-- Task brief --
An exact copy of every entry is required, minus the pictures.

---------- Data section ----------

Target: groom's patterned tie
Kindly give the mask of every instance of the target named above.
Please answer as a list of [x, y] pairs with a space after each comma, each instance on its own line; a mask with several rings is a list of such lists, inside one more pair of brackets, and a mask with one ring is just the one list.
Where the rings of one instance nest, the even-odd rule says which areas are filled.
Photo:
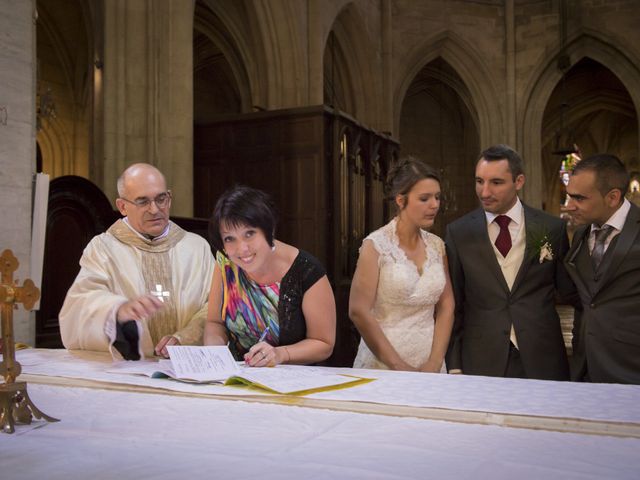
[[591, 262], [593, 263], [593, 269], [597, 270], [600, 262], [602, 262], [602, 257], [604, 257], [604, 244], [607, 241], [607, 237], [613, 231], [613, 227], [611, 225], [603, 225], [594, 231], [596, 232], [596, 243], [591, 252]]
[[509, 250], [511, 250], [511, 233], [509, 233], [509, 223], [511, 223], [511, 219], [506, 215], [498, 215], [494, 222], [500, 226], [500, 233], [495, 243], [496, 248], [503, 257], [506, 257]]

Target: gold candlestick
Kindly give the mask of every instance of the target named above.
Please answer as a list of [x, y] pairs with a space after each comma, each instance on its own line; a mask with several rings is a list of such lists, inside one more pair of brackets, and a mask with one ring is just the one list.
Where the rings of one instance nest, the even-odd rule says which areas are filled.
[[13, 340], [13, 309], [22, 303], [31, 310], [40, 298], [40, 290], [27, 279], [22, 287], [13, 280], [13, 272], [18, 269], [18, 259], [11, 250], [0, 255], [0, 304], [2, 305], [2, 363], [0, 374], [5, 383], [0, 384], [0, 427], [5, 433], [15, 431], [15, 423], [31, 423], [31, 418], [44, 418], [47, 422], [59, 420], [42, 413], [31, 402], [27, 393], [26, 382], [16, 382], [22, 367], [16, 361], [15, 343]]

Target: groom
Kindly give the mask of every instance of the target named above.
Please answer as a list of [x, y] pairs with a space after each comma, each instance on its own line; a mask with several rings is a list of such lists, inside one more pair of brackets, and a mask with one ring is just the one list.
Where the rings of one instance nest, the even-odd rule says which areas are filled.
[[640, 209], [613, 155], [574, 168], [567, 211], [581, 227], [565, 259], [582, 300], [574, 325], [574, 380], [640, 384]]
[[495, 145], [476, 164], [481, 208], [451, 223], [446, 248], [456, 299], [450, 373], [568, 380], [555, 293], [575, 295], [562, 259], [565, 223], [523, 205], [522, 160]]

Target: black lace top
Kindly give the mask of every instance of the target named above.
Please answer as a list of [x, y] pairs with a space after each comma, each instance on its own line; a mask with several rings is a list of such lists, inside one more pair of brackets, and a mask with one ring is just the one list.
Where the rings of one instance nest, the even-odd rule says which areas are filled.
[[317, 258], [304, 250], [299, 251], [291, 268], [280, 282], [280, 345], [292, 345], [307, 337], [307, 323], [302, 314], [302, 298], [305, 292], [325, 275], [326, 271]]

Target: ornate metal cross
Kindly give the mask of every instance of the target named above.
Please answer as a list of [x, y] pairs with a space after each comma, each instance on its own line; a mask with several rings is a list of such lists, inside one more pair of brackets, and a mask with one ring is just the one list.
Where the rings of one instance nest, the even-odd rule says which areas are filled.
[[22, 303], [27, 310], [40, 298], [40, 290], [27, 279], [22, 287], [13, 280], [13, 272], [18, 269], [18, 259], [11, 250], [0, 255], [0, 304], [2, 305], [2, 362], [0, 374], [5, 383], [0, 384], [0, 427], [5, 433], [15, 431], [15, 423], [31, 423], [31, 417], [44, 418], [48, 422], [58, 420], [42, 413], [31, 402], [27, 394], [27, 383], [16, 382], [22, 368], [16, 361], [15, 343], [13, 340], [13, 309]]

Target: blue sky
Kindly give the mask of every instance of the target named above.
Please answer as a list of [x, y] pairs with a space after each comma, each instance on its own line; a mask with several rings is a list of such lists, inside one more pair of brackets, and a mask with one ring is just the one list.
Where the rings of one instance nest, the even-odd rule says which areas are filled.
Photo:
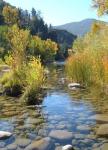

----------

-- Written solution --
Target: groom's patterned tie
Kindly give the mask of every instance of the target named above.
Please answer as a list of [x, y] pairs with a space after each comma, each instance on its own line; a mask with several rings is a list of such lists, inside one more pair of brackets, and a mask with one ring is just the one list.
Where the rings of one instance nest, the even-odd rule says which areas are filled.
Photo:
[[591, 262], [593, 263], [593, 269], [597, 270], [600, 262], [602, 262], [602, 257], [604, 257], [604, 244], [607, 241], [607, 237], [613, 231], [613, 227], [611, 225], [603, 225], [594, 231], [596, 232], [596, 243], [591, 252]]
[[509, 250], [511, 250], [511, 233], [509, 233], [509, 223], [511, 223], [511, 219], [506, 215], [498, 215], [494, 222], [500, 226], [500, 233], [495, 243], [496, 248], [503, 257], [506, 257]]

Target: gold candlestick
Kindly give the mask of every instance of the target named above.
Please answer as a list of [x, y] pairs with a space after each comma, each instance on its own line; a mask with several rings is a list of such lists, inside one more pair of brackets, and a mask with one ring is just the one list.
Where the rings of one instance nest, the even-odd rule says which areas are filled.
[[13, 340], [13, 309], [22, 303], [31, 310], [40, 298], [40, 290], [27, 279], [22, 287], [13, 280], [13, 272], [18, 269], [18, 259], [11, 250], [0, 255], [0, 304], [2, 305], [2, 363], [0, 374], [5, 383], [0, 384], [0, 427], [5, 433], [15, 431], [15, 423], [31, 423], [31, 418], [44, 418], [47, 422], [59, 420], [42, 413], [31, 402], [27, 393], [26, 382], [16, 382], [22, 367], [16, 361], [15, 343]]

Target: groom
Kindly give the mask of every instance of the target named above.
Please answer as a list of [x, y] pairs with a space after each comma, each instance on its own line; a mask with several rings is a list of such lists, inside one more pair of brackets, and a mask with one ring is just the one list.
Where the rings of one instance nest, the even-odd rule says which areas are filled.
[[640, 209], [613, 155], [574, 168], [567, 211], [581, 227], [565, 259], [582, 300], [574, 325], [574, 380], [640, 384]]
[[495, 145], [476, 164], [481, 208], [451, 223], [446, 248], [456, 299], [450, 373], [568, 380], [555, 293], [575, 295], [562, 259], [565, 223], [523, 205], [522, 160]]

Target: black lace top
Kindly give the mask of every instance of the target named above.
Please answer as a list of [x, y] pairs with a space after each comma, each instance on its own line; a mask with several rings is a list of such lists, inside one more pair of brackets, and a mask with one ring is just the one list.
Where the rings of one instance nest, the even-odd rule says which areas are filled.
[[317, 258], [304, 250], [299, 251], [291, 268], [280, 282], [280, 345], [292, 345], [307, 337], [307, 323], [302, 314], [302, 298], [305, 292], [325, 275], [326, 271]]

Target: ornate metal cross
Kindly give the mask of every instance of the target named above.
Please answer as a list of [x, y] pairs with a space after each comma, each instance on its own line; a mask with several rings is a list of such lists, inside one more pair of brackets, and a mask with one ring is just the one list.
Where the rings of one instance nest, the even-odd rule says which areas are filled.
[[22, 303], [27, 310], [40, 298], [40, 290], [27, 279], [22, 287], [13, 280], [13, 272], [18, 269], [18, 259], [11, 250], [0, 255], [0, 304], [2, 305], [2, 362], [0, 374], [5, 383], [0, 384], [0, 427], [5, 433], [15, 431], [15, 423], [31, 423], [31, 417], [44, 418], [48, 422], [58, 420], [42, 413], [31, 402], [27, 394], [27, 383], [16, 382], [22, 368], [16, 361], [15, 343], [13, 340], [13, 309]]

Target: blue sky
Kindly give the mask of every instance of the target named above.
Please answer as a list of [x, y] pairs with a space after each comma, each instance on its own line; a mask with several rings is a list of such lists, inside one more pair of brackets, and a mask with one ring is just the one list.
Where the rings of one instance nest, the even-odd rule says which areas are filled.
Photo:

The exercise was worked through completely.